-------- SOURCE MATERIAL --------

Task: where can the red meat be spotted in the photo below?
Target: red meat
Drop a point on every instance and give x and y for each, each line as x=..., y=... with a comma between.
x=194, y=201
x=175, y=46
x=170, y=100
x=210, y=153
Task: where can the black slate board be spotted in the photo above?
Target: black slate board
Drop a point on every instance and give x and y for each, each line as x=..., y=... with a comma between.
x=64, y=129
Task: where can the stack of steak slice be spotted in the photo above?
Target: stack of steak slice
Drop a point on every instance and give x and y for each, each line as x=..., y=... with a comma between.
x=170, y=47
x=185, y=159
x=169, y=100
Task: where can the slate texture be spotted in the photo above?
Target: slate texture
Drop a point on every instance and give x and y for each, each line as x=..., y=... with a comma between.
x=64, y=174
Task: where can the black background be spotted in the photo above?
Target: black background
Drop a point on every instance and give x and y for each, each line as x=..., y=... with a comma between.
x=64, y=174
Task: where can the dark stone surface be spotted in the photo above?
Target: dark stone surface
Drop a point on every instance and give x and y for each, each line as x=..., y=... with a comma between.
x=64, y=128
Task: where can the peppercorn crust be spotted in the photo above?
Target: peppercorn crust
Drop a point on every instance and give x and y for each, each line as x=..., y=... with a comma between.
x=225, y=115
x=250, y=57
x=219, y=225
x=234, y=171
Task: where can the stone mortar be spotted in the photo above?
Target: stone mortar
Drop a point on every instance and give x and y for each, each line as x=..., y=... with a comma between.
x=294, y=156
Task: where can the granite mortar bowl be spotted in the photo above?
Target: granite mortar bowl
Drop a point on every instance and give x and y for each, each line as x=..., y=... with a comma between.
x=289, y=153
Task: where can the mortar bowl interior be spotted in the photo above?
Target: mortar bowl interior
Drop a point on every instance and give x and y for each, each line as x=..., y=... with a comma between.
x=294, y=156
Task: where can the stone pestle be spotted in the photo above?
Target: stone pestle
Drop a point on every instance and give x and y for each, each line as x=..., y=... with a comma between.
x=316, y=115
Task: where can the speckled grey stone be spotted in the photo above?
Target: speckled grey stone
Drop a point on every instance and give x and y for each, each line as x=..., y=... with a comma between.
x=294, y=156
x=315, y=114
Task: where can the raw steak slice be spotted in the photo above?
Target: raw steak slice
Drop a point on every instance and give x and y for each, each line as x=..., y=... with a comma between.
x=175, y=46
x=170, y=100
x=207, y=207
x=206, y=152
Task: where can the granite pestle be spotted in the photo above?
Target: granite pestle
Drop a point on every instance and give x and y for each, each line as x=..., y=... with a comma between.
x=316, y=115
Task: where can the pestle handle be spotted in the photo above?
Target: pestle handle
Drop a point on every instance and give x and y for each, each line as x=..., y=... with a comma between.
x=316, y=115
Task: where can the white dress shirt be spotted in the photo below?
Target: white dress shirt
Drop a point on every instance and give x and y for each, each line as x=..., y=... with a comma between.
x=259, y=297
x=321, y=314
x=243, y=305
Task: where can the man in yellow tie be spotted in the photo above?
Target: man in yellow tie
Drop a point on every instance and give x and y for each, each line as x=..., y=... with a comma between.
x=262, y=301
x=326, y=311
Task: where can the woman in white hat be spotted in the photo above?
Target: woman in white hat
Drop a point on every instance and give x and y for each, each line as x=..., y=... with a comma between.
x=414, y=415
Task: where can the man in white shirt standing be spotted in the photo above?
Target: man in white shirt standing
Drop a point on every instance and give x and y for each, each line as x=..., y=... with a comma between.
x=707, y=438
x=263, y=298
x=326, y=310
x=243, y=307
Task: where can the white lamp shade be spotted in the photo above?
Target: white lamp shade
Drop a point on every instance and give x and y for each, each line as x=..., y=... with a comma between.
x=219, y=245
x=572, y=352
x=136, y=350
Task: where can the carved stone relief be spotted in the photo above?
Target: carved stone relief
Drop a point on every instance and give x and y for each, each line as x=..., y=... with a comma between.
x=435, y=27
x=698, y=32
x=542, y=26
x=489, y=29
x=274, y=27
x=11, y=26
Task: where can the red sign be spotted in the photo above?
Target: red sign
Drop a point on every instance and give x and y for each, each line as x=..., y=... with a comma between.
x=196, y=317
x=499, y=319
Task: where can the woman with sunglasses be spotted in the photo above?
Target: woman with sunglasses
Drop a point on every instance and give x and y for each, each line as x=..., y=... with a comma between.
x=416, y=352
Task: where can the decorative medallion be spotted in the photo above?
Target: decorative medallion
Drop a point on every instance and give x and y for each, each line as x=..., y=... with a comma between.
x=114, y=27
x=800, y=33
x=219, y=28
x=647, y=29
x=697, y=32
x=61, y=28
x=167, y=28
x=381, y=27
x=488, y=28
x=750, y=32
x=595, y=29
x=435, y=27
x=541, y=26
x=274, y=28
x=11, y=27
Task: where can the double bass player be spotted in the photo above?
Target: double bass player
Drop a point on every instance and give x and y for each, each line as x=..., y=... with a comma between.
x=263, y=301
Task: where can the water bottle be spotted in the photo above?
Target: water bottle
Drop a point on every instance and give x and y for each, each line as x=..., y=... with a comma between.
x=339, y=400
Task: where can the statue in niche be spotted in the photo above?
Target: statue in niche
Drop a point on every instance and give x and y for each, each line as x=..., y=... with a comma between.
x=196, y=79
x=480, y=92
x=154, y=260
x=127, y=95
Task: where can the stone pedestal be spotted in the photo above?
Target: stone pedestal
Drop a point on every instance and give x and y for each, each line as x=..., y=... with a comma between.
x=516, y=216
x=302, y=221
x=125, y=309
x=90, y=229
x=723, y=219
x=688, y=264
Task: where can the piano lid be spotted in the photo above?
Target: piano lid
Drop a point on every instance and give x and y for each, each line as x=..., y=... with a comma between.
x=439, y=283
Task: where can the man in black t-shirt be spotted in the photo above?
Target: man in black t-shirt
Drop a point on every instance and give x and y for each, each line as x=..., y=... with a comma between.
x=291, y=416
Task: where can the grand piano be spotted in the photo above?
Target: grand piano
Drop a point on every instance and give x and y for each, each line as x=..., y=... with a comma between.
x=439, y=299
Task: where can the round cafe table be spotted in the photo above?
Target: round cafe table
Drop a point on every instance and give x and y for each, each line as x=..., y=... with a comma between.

--------

# ABOUT THIS EXERCISE
Isolate the lines above that contain the word "dress" and copy them.

# WRITTEN RESPONSE
Task: where can the white dress shirt be spotted in the photo below?
Target: white dress shirt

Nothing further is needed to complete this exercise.